Task details:
Put all of the lines below into a numbered list, leaving out any blank lines.

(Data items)
══════

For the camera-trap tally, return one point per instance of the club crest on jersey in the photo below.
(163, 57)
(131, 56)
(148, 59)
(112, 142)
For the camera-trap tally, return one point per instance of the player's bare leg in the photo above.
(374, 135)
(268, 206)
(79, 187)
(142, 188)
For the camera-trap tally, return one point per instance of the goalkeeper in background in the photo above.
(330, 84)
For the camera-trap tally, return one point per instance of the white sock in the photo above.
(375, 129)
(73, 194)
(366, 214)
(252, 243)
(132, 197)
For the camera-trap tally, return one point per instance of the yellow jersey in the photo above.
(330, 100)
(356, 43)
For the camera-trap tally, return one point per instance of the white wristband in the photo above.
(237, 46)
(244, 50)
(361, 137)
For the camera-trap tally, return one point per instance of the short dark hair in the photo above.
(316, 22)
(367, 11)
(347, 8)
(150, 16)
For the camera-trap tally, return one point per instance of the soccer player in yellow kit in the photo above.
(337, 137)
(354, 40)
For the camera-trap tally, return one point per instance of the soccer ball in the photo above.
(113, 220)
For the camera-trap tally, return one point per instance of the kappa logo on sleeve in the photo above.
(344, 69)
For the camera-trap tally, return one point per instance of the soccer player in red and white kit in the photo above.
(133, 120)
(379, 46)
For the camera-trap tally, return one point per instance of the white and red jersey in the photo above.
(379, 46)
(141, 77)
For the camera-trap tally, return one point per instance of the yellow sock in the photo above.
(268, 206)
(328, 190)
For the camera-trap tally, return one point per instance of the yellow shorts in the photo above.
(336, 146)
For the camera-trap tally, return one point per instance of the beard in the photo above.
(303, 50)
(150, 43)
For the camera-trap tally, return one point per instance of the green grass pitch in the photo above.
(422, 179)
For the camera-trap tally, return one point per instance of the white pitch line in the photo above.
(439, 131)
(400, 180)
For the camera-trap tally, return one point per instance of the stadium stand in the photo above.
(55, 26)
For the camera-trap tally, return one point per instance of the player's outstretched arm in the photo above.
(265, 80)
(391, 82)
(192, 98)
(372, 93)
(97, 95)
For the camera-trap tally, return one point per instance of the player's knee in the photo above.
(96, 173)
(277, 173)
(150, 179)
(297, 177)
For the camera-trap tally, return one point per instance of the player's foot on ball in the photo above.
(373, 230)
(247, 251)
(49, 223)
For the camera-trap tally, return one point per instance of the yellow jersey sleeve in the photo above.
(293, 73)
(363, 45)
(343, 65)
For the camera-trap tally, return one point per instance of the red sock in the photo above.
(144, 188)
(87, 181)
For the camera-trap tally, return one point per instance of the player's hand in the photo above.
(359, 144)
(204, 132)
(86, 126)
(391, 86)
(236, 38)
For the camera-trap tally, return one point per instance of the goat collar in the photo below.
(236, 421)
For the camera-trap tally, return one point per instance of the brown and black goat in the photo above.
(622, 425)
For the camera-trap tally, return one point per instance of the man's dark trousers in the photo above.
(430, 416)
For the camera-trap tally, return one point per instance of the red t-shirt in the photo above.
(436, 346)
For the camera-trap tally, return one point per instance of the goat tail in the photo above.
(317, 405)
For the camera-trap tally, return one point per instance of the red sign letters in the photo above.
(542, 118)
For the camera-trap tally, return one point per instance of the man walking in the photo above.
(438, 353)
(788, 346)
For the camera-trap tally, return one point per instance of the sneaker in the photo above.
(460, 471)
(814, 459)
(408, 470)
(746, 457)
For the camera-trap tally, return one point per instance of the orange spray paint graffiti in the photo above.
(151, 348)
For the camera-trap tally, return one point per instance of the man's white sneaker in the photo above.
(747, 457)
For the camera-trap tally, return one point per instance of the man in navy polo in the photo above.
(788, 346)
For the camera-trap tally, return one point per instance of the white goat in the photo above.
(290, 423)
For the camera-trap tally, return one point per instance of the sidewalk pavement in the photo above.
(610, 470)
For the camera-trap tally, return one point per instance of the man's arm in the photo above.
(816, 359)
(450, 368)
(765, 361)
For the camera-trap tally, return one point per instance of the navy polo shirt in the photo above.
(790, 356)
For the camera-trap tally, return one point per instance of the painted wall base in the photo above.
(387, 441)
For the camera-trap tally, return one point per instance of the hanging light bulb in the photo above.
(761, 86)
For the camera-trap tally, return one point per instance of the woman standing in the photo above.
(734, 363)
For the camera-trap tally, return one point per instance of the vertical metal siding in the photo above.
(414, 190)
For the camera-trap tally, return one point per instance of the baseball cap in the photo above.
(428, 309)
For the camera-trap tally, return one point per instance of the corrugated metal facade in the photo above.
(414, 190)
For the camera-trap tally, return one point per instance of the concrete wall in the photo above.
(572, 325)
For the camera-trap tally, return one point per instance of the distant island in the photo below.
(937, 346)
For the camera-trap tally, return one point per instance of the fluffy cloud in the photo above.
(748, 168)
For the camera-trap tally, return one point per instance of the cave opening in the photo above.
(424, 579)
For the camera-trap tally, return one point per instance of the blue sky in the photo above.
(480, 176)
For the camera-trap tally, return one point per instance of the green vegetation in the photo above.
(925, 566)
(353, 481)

══════

Solution to this exercise:
1. For the camera-trap tally, return one point per instance of the club crest on jersey in the photo below.
2. (163, 57)
3. (131, 56)
4. (148, 59)
5. (112, 142)
6. For the camera-trap tally, return one point per instance of the player's bare leg in the photo above.
7. (374, 135)
8. (268, 206)
9. (79, 187)
10. (142, 188)
11. For the camera-trap tally, return one point per instance of the goalkeeper in background in the photo above.
12. (330, 84)
13. For the camera-trap tally, return one point per instance of the white sock in the photo above.
14. (375, 129)
15. (73, 194)
16. (366, 214)
17. (252, 243)
18. (132, 197)
19. For the camera-trap tally, return one point per instance of the yellow jersey in the photo above.
20. (330, 100)
21. (356, 43)
22. For the camera-trap tally, return one point per instance of the white wristband in the photo above.
23. (237, 46)
24. (244, 50)
25. (361, 137)
26. For the camera-trap tally, return one point per instance of the short dark hair in the photo above.
27. (316, 22)
28. (367, 11)
29. (347, 8)
30. (150, 16)
31. For the camera-trap tally, return one point per instance of the soccer player in yellow kit in the photo above.
32. (337, 137)
33. (354, 40)
34. For the camera-trap tally, return one point per instance of the soccer ball in the photo above.
35. (113, 220)
36. For the camera-trap tally, return one point per instance of the kappa logo on sleeve in the photo above.
37. (344, 69)
38. For the camera-trap tally, return one point per instance of the soccer player in red and white kit in the photo above.
39. (133, 120)
40. (379, 46)
41. For the camera-trap tally, return one point per instance of the white and red jersey in the photo above.
42. (379, 46)
43. (141, 77)
44. For the camera-trap tally, return one point per instance of the yellow sock in the photo above.
45. (268, 206)
46. (328, 190)
47. For the camera-trap tally, return one point per instance of the yellow shorts in the photo above.
48. (336, 146)
49. For the camera-trap tally, return one point per instance of the beard in the photo above.
50. (303, 50)
51. (150, 43)
52. For the camera-trap tally, return one point per instance of the green grass pitch in the photo above.
53. (422, 179)
54. For the camera-trap tally, return one point per instance of the white pitch line in the photo above.
55. (439, 131)
56. (400, 180)
57. For the camera-trap tally, return one point per instance of the stadium stand in the photo above.
58. (55, 26)
59. For the camera-trap tally, return one point per instance of the player's outstretched arm in the photo above.
60. (265, 80)
61. (391, 82)
62. (192, 98)
63. (372, 93)
64. (97, 95)
65. For the camera-trap tally, return one point per instance of the player's knee in the photo above.
66. (96, 173)
67. (277, 173)
68. (150, 179)
69. (297, 177)
70. For the camera-trap tally, return one point per instance of the player's foot on ball in the photo above.
71. (373, 230)
72. (247, 251)
73. (49, 223)
74. For the camera-trap tally, return one point per instance of the yellow jersey sleeve in the photo above.
75. (293, 73)
76. (363, 45)
77. (343, 65)
78. For the camera-trap tally, return one point per instance of the red sock in the photo above.
79. (144, 188)
80. (87, 181)
81. For the camera-trap tally, return one point per instance of the player's hand in the photo above.
82. (359, 144)
83. (204, 132)
84. (86, 126)
85. (391, 86)
86. (236, 38)
87. For the camera-trap tally, return one point per instance of the goat collar in the photo below.
88. (236, 421)
89. For the camera-trap tally, return one point per instance of the brown and black goat in the photo above.
90. (622, 425)
91. For the camera-trap tally, return one point per instance of the man's dark trousers in the photo above.
92. (430, 416)
93. For the camera-trap tally, return one point per instance of the red t-shirt in the photo above.
94. (436, 346)
95. For the camera-trap tally, return one point per instance of the goat tail in the photo above.
96. (317, 405)
97. For the camera-trap tally, return one point per instance of the red sign letters in the photo above.
98. (542, 118)
99. For the camera-trap tally, return one point per instance of the man walking in the photo above.
100. (438, 353)
101. (788, 346)
102. For the camera-trap tally, return one point per instance of the sneaker in the photo above.
103. (460, 471)
104. (814, 459)
105. (408, 470)
106. (746, 457)
107. For the camera-trap tally, return one point per instance of the orange spray paint graffiti in the photo above.
108. (151, 348)
109. For the camera-trap tally, return one point per instance of the man's white sneaker in the photo above.
110. (747, 457)
111. For the camera-trap tally, return one point per instance of the man in navy polo in the photo above.
112. (788, 346)
113. For the camera-trap tally, return one point per instance of the white goat in the photo above.
114. (290, 423)
115. For the camera-trap tally, return one point per instance of the sidewalk pavement in the photo above.
116. (610, 470)
117. For the camera-trap tally, return one point per instance of the man's arm in the photo above.
118. (816, 359)
119. (450, 368)
120. (765, 361)
121. For the camera-trap tally, return one point per instance of the navy polo shirt in the photo above.
122. (790, 356)
123. For the camera-trap tally, return one point per instance of the painted wall base in the photo above.
124. (387, 441)
125. For the camera-trap tally, return one point per instance of the hanging light bulb in the photo above.
126. (761, 86)
127. For the camera-trap tally, return one point per instance of the woman standing in the photo above.
128. (734, 363)
129. For the camera-trap tally, return one point per instance of the vertical metal siding in the photo above.
130. (414, 190)
131. For the camera-trap tally, return one point per instance of the baseball cap in the photo above.
132. (428, 309)
133. For the camera-trap tally, return one point per instance of the corrugated metal facade in the photo above.
134. (414, 190)
135. For the camera-trap tally, return one point per instance of the concrete wall in the photo above.
136. (572, 325)
137. For the camera-trap tally, return one point per instance of the distant island in the photo below.
138. (937, 346)
139. For the camera-trap tally, return one point per instance of the fluffy cloud in the photo above.
140. (748, 168)
141. For the camera-trap tally, return one point per instance of the cave opening in the photo above.
142. (424, 579)
143. For the camera-trap tally, return one point per instance of the blue sky in the photo above.
144. (480, 176)
145. For the camera-trap tally, return one point per instance of the green vegetation in the photo above.
146. (925, 566)
147. (353, 481)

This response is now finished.